> [Supplied passage]:

+===+

List evaluation in LISP (strange behaviour of cons)

Question

I am currently playing around with LISP. Everything is fine, but I can't understand the following issue.

I have the this append-operation:

(define (append l1 l2)
   (if (eq? l1 null)
      l2
      (cons (first l1)
            (myappend (rest l1) l2))))

I use it like this:

(myappend (cons (cons 1 2) null) '(4 5))

And the result in Racket is:

 '((1 . 2) 4 5)

But why? In my oppinion it should be '(1 2 4 5), because cons returns a list and myappends appends two lists. Can anybody help me? What is LISP doing?

Answer 1

cons returns a dotted pair, not necessarily a list.

(cons 1 2) returns (1 . 2)

(cons 1 null) returns (1)

(cons 1 (cons 2 null)) returns (1 2)

Answer 2

A (cons 1 2) will return an object whose first pointer (car) points to 1, and the other (cdr) points to 2, that's why it get printed in the dot-pair fashion.

Also you may want to understand deeper, I will recommend you read the CL: gentle introduction to symbolic computation, "6.4. Comparing CONS, LIST, AND APPEND", which explained these topics really well.

+===+

> [Raw data]:
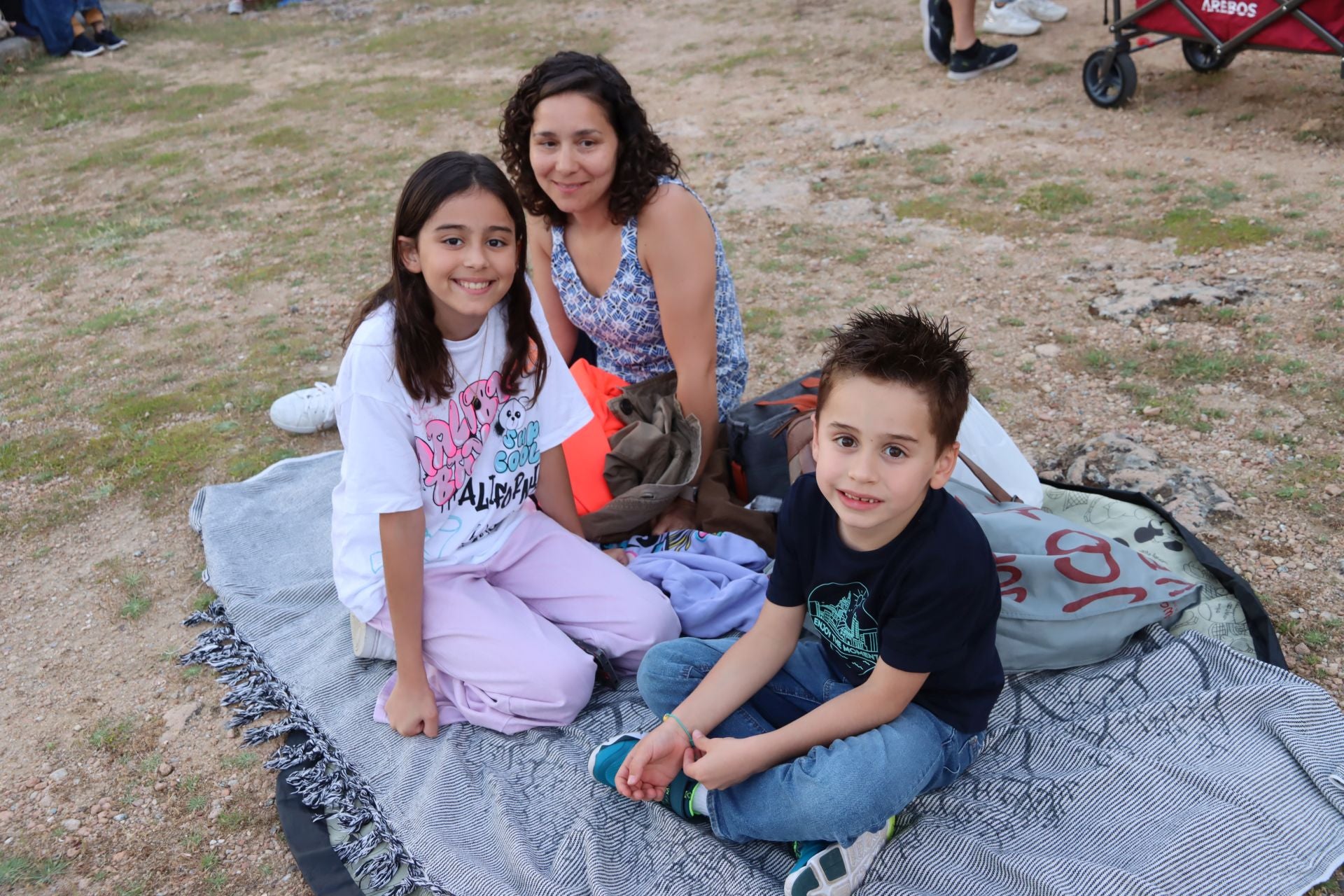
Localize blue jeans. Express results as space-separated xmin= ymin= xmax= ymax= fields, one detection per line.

+===+

> [Job]:
Continue the forum thread about the behavior of cons in Lisp, starting after its last sentence.

> [Output]:
Answer 3

Try what (cons 1 2) returns. Is it a list?

Answer 4

to @ThomasUhrig : the following info might help you.

Although we are talking about Lisp language here, I notice that a line from Page 8 and 9 of a famous Book named "The Little Schemer (4th edition)" help me understand the 2 puzzling facts altogether:

    Why (cons 1    2) does not look like '(1 2)?
    Why (cons 1 '(2)) does     look like '(1 2)?
    ----
    > (cons 1 2)
    (1 . 2)
    > (cons 1 '(2))
    (1 2)
    > '(1 2)
    (1 2)

Just read the "The Laws of Cons":

The primitive cons takes 2 arguments.

The 2nd argument to cons must be a list.

The result is a list.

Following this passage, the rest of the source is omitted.